Task goal =
Please repeat the records, word for word and without gaps.
** Records shown follows **
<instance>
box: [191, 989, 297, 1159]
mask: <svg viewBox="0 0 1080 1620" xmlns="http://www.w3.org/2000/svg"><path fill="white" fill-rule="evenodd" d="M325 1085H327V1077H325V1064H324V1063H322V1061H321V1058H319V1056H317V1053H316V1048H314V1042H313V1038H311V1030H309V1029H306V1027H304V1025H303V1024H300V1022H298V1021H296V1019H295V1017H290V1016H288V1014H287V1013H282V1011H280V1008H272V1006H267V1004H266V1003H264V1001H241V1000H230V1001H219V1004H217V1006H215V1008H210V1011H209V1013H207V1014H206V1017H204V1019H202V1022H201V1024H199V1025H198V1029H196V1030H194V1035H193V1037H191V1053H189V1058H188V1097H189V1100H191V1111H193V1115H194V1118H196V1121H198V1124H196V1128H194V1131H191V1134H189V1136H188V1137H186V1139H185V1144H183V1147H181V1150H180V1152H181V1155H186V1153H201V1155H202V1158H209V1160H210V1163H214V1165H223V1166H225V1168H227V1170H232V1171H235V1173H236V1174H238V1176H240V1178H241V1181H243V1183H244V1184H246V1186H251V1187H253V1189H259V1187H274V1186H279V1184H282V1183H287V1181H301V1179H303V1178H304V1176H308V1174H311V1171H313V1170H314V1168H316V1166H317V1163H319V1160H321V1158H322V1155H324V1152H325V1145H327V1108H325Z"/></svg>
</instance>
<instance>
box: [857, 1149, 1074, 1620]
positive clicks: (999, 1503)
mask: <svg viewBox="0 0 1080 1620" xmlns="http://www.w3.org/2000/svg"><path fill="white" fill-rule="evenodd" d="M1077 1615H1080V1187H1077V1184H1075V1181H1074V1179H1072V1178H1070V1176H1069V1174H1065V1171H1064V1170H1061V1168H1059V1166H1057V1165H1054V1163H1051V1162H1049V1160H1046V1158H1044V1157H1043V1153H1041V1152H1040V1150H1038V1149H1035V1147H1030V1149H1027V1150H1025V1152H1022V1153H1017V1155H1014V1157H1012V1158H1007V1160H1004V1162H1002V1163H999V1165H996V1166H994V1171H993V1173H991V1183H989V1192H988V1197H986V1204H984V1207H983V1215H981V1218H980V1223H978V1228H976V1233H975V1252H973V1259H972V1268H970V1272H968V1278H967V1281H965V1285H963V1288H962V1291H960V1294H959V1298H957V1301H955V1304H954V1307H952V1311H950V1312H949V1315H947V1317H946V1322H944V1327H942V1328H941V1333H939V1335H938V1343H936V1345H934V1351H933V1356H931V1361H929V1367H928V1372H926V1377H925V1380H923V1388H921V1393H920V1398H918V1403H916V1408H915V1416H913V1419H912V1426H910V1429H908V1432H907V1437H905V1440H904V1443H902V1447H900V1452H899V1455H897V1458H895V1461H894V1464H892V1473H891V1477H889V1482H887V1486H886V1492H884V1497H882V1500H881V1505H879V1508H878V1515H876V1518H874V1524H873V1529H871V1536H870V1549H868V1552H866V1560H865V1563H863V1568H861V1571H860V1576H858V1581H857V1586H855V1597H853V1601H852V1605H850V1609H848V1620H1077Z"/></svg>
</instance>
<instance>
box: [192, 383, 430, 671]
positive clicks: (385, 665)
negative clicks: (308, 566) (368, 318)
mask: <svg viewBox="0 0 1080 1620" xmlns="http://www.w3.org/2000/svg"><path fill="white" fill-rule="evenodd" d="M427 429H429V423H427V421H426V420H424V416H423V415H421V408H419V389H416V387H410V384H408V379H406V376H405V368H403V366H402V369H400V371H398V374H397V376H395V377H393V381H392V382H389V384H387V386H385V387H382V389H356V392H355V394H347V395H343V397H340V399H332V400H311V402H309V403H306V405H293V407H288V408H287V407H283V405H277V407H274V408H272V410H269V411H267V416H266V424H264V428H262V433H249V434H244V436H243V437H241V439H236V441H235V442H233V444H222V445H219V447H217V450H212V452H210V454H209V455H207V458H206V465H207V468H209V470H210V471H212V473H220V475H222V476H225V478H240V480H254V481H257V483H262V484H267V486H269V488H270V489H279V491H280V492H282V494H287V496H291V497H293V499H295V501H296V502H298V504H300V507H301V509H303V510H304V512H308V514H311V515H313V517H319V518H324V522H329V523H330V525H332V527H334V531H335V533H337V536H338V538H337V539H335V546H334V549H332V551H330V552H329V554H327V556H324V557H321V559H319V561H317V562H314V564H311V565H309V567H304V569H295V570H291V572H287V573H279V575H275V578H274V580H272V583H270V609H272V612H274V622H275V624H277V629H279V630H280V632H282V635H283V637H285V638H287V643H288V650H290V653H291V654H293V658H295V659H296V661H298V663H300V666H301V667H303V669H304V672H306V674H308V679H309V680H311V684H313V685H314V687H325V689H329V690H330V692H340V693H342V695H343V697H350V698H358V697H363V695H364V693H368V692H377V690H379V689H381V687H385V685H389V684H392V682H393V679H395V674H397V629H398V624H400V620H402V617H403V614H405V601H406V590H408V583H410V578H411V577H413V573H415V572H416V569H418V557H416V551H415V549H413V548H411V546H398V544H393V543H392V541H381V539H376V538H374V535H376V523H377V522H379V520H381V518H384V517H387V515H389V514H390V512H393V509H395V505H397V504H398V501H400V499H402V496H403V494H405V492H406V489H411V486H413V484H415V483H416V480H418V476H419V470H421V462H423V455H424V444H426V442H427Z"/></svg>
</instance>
** End of Records shown **
Answer to this task =
<instance>
box: [191, 989, 297, 1159]
mask: <svg viewBox="0 0 1080 1620" xmlns="http://www.w3.org/2000/svg"><path fill="white" fill-rule="evenodd" d="M325 1085H327V1077H325V1064H324V1063H322V1061H321V1058H319V1056H317V1053H316V1048H314V1042H313V1038H311V1030H309V1029H306V1027H304V1025H303V1024H300V1022H298V1021H296V1019H295V1017H290V1016H288V1014H287V1013H282V1011H280V1008H272V1006H267V1004H266V1003H264V1001H241V1000H230V1001H219V1004H217V1006H215V1008H210V1011H209V1013H207V1014H206V1017H204V1019H202V1022H201V1024H199V1025H198V1029H196V1030H194V1035H193V1037H191V1053H189V1058H188V1097H189V1100H191V1111H193V1115H194V1118H196V1121H198V1124H196V1128H194V1131H191V1134H189V1136H188V1137H186V1139H185V1144H183V1147H181V1150H180V1152H181V1155H186V1153H201V1155H202V1158H209V1160H210V1163H214V1165H223V1166H225V1168H227V1170H232V1171H235V1173H236V1174H238V1176H240V1178H241V1181H243V1183H244V1184H246V1186H251V1187H253V1189H259V1187H274V1186H279V1184H282V1183H287V1181H301V1179H303V1178H304V1176H308V1174H311V1171H313V1170H314V1168H316V1166H317V1163H319V1160H321V1158H322V1155H324V1152H325V1145H327V1108H325Z"/></svg>
</instance>
<instance>
box: [857, 1149, 1074, 1620]
positive clicks: (999, 1503)
mask: <svg viewBox="0 0 1080 1620" xmlns="http://www.w3.org/2000/svg"><path fill="white" fill-rule="evenodd" d="M1077 1615H1080V1187H1077V1184H1075V1181H1074V1179H1072V1178H1070V1176H1069V1174H1065V1171H1064V1170H1061V1168H1059V1166H1057V1165H1054V1163H1051V1162H1049V1160H1046V1158H1044V1157H1043V1153H1041V1152H1040V1150H1038V1149H1035V1147H1030V1149H1027V1150H1025V1152H1022V1153H1017V1155H1014V1157H1012V1158H1007V1160H1004V1162H1002V1163H999V1165H996V1166H994V1171H993V1173H991V1183H989V1192H988V1197H986V1204H984V1207H983V1215H981V1218H980V1223H978V1228H976V1233H975V1252H973V1259H972V1268H970V1272H968V1278H967V1281H965V1285H963V1288H962V1291H960V1294H959V1298H957V1301H955V1304H954V1307H952V1311H950V1312H949V1315H947V1317H946V1322H944V1327H942V1328H941V1333H939V1335H938V1343H936V1345H934V1351H933V1356H931V1361H929V1367H928V1372H926V1377H925V1380H923V1388H921V1393H920V1398H918V1403H916V1408H915V1416H913V1419H912V1426H910V1429H908V1432H907V1437H905V1440H904V1443H902V1447H900V1452H899V1455H897V1458H895V1461H894V1464H892V1473H891V1477H889V1482H887V1486H886V1492H884V1497H882V1500H881V1505H879V1508H878V1515H876V1518H874V1524H873V1529H871V1536H870V1549H868V1552H866V1560H865V1563H863V1568H861V1571H860V1576H858V1581H857V1586H855V1597H853V1601H852V1605H850V1609H848V1620H1077Z"/></svg>
</instance>
<instance>
box: [192, 383, 430, 671]
positive clicks: (385, 665)
negative clicks: (308, 566) (368, 318)
mask: <svg viewBox="0 0 1080 1620" xmlns="http://www.w3.org/2000/svg"><path fill="white" fill-rule="evenodd" d="M427 429H429V423H427V421H426V420H424V416H423V415H421V408H419V389H416V387H410V384H408V379H406V376H405V368H403V366H402V369H400V371H398V374H397V376H395V377H393V381H392V382H389V384H387V386H385V387H382V389H356V392H355V394H347V395H343V397H340V399H332V400H311V402H309V403H306V405H293V407H288V408H287V407H283V405H277V407H274V408H272V410H269V411H267V416H266V424H264V428H262V433H249V434H244V436H243V437H241V439H236V441H235V442H233V444H222V445H219V447H217V450H212V452H210V454H209V455H207V458H206V465H207V468H209V470H210V471H212V473H220V475H222V476H225V478H240V480H254V481H257V483H262V484H267V486H269V488H270V489H279V491H280V492H282V494H287V496H291V497H293V499H295V501H296V502H298V504H300V507H301V509H303V510H304V512H308V514H311V515H313V517H319V518H324V522H329V523H330V525H332V527H334V531H335V533H337V536H338V538H337V539H335V546H334V549H332V551H330V552H329V554H327V556H324V557H321V559H319V561H317V562H314V564H311V565H309V567H304V569H295V570H291V572H287V573H279V575H275V578H274V580H272V583H270V609H272V612H274V622H275V624H277V629H279V630H280V632H282V635H283V637H285V638H287V643H288V650H290V653H291V654H293V658H295V659H296V661H298V663H300V666H301V667H303V669H304V672H306V674H308V679H309V680H311V684H313V685H314V687H325V689H329V690H330V692H340V693H342V695H343V697H350V698H358V697H363V695H364V693H368V692H377V690H379V689H381V687H385V685H389V684H392V682H393V679H395V674H397V629H398V624H400V620H402V617H403V614H405V601H406V590H408V583H410V578H411V577H413V573H415V572H416V569H418V557H416V551H415V549H413V548H411V546H398V544H393V543H392V541H381V539H376V538H374V535H376V523H377V522H379V520H381V518H384V517H387V515H389V514H390V512H393V509H395V505H397V504H398V501H400V499H402V496H403V494H405V492H406V489H411V486H413V484H415V483H416V480H418V476H419V470H421V462H423V455H424V444H426V442H427Z"/></svg>
</instance>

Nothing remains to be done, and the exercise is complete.